* _ACTIVITY_:
Check every line below, and copy those that include "mark".
BEGIN DATA SUPPLIED
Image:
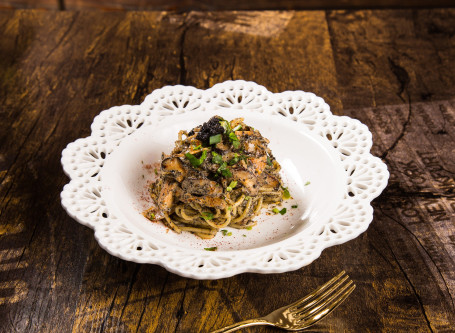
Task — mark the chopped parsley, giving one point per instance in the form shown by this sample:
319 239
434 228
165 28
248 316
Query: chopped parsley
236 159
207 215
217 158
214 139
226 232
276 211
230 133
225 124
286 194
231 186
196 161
END DATA SUPPLIED
BEGIN DATA SUPPLIED
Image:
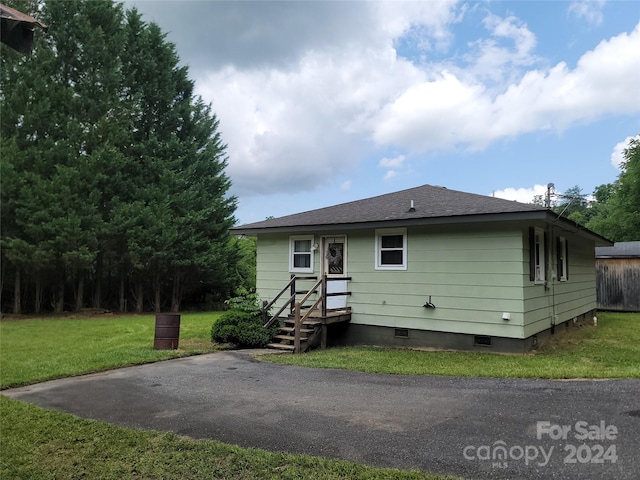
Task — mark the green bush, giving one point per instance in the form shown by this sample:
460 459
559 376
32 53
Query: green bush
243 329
END DATA SUPPLIED
* _SOLUTION FOR THIS PROBLEM_:
Task — mark the chopped parsley, giving one point per instance in the form shown by this sample:
Task — mark the green bush, giving one point per instance in the form shown by this sample:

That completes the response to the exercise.